┏━━

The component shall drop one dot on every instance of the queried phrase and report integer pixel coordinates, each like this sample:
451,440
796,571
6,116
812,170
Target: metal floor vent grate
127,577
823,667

┗━━

Prompt: Word for word, reproduce every line of the data.

Answer below:
The component shall drop one dot on every instance of the queried phrase and report integer pixel coordinates, each like this sample:
451,440
796,571
6,116
812,170
Target: metal floor vent grate
127,577
823,667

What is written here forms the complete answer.